* **TESTO**

• • • •

Banche centrali sempre a caccia di oro

La forza dell’oro sta nella sua solida domanda, particolarmente delle banche centrali. Anche nel 2024 hanno effettuato richieste per oltre 1.000 tonnellate. Per l’esattezza, queste sono ammontate a 1.044,6 tonnellate, in lieve calo dalle 1.050,8 tonnellate dell’anno precedente. La domanda per scopi produttivi è rimasta anch’essa elevata a 2.003,5 tonnellate dalle 2.191 del 2023. I consumi di gioielleria sono scesi da 2.110,6 a 1.877,1 tonnellate. Qui, si è fatto sentire molto l’impatto dei prezzi alti. Le famiglie in giro per il mondo hanno ridotto gli acquisti. Infine, la domanda di oro per gli investimenti è salita da 945,5 a 1.179,5 tonnellate. In totale, la domanda è salita da 4.492,5 a 4.553,7 tonnellate.

Perché tutta questa fame di oro? Di sicuro c’è che il metallo sta svolgendo il ruolo storico che gli è stato assegnato dal comune sentire e, a tratti nella storia, dai governi: la difesa del potere di acquisto contro l’inflazione. I prezzi al consumo stanno crescendo a ritmi molto inferiori rispetto alla media del 2022 e 2023, ma nell’autunno scorso si è registrata un’accelerazione contestualmente al taglio dei tassi di interesse. E’ stato paradossale quanto accaduto negli Stati Uniti, dove la Federal Reserve nel settembre scorso iniziava a ridurre il costo del denaro con un annuncio dello 0,50%. Avrebbe fatto lo stesso a inizio novembre, subito dopo le elezioni americane, e a dicembre poco prima di Natale. In tutto, una riduzione dell’1%.

Tassi reali in calo

Tuttavia, mentre i tassi sono scesi, l’inflazione americana è risalita, allontanandosi dal target del 2% fissato dall’istituto. Qualcosa di simile è avvenuto in Europa, dove i tassi stanno scendendo e l’inflazione risale sopra il 2%. Cionondimeno, la Banca Centrale Europea non ne vuole sentire di arrestare l’allentamento monetario, anche perché l’economia nell’Area Euro è malconcia. In poche parole, sta succedendo che i tassi reali stiano diminuendo e questo è un bene per l’oro, che tende ad apprezzarsi quando subisce minore concorrenza da asset che staccano cedole, vale a dire le obbligazioni.

• • • •

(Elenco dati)
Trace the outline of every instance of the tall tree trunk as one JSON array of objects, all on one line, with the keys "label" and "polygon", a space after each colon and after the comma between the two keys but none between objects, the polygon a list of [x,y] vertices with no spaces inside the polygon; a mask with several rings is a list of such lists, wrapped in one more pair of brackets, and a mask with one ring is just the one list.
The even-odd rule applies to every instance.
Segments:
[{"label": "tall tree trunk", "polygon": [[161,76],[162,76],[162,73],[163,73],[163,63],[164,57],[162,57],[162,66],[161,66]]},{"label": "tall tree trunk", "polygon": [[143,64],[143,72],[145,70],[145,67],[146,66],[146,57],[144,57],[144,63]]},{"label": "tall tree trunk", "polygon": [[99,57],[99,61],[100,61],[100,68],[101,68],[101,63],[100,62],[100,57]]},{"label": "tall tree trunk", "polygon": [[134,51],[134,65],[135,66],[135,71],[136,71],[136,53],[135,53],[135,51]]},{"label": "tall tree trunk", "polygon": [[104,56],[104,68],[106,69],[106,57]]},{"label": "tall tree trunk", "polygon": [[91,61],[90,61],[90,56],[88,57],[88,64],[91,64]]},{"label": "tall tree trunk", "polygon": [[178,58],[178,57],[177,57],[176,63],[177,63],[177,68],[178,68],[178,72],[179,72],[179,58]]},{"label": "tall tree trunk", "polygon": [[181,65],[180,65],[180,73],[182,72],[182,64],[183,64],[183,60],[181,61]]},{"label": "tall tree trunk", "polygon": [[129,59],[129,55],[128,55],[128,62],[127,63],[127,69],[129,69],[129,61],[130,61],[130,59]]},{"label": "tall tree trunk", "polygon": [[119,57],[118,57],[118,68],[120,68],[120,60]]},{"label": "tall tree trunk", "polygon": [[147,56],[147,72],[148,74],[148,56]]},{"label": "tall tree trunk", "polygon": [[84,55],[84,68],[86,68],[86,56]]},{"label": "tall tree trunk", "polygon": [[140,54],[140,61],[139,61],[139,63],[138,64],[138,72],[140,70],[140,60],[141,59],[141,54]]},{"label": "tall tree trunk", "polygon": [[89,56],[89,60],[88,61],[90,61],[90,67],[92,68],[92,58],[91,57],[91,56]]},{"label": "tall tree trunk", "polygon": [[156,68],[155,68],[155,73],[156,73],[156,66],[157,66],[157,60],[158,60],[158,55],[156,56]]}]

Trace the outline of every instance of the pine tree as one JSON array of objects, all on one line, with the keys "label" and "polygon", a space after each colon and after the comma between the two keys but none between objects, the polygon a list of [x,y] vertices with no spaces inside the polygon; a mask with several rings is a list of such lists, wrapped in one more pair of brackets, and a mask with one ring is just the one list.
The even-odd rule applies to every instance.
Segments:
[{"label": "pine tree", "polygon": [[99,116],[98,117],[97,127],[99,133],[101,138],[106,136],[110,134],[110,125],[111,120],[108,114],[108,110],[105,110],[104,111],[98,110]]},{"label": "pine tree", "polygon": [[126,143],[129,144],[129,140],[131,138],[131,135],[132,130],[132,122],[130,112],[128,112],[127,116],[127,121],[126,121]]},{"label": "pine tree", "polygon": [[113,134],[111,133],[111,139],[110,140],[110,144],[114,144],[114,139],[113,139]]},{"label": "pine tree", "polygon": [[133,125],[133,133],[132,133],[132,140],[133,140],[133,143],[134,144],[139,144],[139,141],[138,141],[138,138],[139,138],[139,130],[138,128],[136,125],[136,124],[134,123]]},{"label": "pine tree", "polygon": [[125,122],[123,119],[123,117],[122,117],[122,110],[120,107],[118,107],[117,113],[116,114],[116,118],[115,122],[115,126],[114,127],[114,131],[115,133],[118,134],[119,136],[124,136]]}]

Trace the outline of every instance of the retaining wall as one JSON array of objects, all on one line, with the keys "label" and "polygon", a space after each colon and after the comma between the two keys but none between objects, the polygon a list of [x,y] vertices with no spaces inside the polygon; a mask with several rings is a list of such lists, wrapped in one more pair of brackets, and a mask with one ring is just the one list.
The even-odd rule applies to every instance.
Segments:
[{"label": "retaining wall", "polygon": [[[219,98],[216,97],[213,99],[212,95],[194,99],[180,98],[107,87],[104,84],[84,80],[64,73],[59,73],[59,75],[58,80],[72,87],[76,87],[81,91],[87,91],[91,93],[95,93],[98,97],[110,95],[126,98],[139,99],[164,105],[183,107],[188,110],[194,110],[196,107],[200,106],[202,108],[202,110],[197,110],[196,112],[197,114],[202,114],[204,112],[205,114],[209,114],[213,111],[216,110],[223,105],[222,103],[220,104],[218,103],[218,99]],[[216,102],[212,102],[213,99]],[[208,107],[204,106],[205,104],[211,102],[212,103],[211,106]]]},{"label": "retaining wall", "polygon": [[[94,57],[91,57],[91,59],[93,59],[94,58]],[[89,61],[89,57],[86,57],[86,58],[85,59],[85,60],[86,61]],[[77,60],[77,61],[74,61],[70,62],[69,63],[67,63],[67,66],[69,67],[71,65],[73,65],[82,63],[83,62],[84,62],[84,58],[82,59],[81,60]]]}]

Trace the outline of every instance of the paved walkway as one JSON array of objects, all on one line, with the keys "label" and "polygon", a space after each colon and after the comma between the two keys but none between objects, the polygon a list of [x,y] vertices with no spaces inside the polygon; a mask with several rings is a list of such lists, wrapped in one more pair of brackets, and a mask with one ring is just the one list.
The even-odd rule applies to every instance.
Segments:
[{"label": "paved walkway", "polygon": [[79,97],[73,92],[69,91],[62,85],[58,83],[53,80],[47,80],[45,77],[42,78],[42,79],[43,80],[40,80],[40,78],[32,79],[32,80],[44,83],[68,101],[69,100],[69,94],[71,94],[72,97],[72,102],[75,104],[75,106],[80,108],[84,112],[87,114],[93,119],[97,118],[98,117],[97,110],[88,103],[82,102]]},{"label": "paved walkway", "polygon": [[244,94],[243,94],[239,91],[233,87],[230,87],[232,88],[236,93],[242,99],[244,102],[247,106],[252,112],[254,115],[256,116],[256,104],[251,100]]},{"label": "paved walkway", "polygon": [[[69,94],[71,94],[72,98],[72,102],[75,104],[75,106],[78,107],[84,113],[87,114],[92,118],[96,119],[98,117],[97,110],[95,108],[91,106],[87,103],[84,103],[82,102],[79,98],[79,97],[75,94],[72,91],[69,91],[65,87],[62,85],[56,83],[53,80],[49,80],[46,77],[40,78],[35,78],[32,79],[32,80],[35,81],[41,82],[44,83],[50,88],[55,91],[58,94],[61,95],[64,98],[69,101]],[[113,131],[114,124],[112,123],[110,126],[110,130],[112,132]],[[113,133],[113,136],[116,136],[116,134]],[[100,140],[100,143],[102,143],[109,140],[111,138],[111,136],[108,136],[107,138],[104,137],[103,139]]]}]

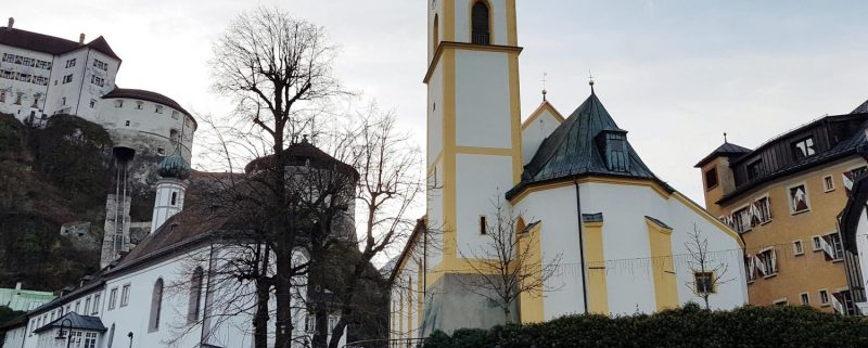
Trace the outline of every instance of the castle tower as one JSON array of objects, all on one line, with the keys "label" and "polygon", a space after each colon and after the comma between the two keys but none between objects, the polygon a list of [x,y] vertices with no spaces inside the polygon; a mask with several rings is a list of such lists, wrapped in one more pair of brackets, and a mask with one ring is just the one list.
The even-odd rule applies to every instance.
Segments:
[{"label": "castle tower", "polygon": [[183,209],[183,197],[187,191],[184,179],[190,177],[190,166],[183,160],[180,151],[163,158],[157,167],[163,178],[156,183],[154,215],[151,219],[151,233],[154,233],[169,218]]},{"label": "castle tower", "polygon": [[462,312],[480,297],[456,286],[472,273],[462,255],[486,243],[492,202],[521,179],[515,0],[430,0],[429,43],[427,227],[439,232],[431,239],[442,252],[425,256],[425,274],[416,279],[449,295],[425,299],[424,317],[436,315],[437,327],[422,315],[408,325],[487,327],[502,313]]}]

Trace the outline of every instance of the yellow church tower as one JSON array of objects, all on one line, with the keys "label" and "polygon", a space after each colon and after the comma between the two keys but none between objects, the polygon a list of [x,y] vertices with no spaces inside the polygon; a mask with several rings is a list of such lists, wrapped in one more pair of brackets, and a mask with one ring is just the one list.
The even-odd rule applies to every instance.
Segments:
[{"label": "yellow church tower", "polygon": [[[460,294],[462,259],[485,243],[493,199],[521,180],[521,105],[515,0],[429,0],[427,228],[437,245],[423,260],[429,328],[502,321],[462,312],[480,297]],[[431,249],[431,248],[430,248]],[[420,265],[420,270],[423,268]],[[409,307],[409,305],[408,305]],[[421,306],[420,306],[421,307]],[[478,308],[472,306],[470,308]],[[442,317],[447,318],[442,318]],[[499,315],[499,317],[498,317]],[[432,318],[434,317],[434,318]],[[446,326],[444,326],[446,325]],[[423,331],[425,331],[423,328]]]}]

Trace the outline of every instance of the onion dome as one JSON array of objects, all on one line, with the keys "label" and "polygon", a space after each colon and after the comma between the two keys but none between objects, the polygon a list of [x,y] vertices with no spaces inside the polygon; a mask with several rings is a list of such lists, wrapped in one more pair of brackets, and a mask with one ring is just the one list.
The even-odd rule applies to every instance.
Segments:
[{"label": "onion dome", "polygon": [[163,178],[187,179],[190,177],[190,165],[181,157],[180,151],[175,151],[166,156],[156,168],[156,172]]}]

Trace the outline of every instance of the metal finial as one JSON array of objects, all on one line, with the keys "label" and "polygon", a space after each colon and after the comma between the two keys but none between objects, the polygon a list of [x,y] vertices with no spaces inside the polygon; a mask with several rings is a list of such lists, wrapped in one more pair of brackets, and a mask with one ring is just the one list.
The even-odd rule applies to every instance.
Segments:
[{"label": "metal finial", "polygon": [[593,74],[588,70],[588,85],[590,85],[590,93],[593,94]]},{"label": "metal finial", "polygon": [[546,94],[549,93],[548,89],[546,89],[546,82],[548,82],[549,73],[542,72],[542,101],[547,101]]}]

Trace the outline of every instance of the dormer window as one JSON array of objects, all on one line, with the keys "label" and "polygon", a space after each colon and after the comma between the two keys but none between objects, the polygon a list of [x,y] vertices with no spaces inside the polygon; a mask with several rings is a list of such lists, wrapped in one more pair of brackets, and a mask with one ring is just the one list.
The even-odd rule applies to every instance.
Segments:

• • • •

* **CONSEGNE**
**a.** Secondo il brano sulla domanda di oro, perché il calo dei tassi reali è un bene per il metallo? Rispondi in una, due o tre frasi.
**b.** Prosegui il brano sulla domanda di oro a partire dal punto in cui si interrompe.
Le righe sono materiale a sé stante.

* **RISPOSTE**
**a.** L'oro tende ad apprezzarsi quando subisce minore concorrenza dagli asset che staccano cedole, cioè le obbligazioni. Con i tassi reali in diminuzione questa concorrenza si riduce, e il metallo ne trae vantaggio.

**b.**
I disordini geopolitici c’entrano anche con i record di questi anni. C’è sempre la guerra in corso tra Russia e Ucraina, mentre il cessate il fuoco tra Israele e Hamas non ha fermato quest’altra guerra in Medio Oriente. E ora ci sono i dazi che l’amministrazione Trump minaccia contro tutte le principali economie mondiali, a partire da Canada, Messico e Cina. Verso i primi due c’è stata una sospensione di un mese, il tempo di trattare sui due temi che stanno principalmente a cuore al presidente americano: la lotta all’immigrazione clandestina e al traffico di droga dall’estero, tra cui della potentissima fentanyl. A seguire sarà il turno dell’Unione Europea.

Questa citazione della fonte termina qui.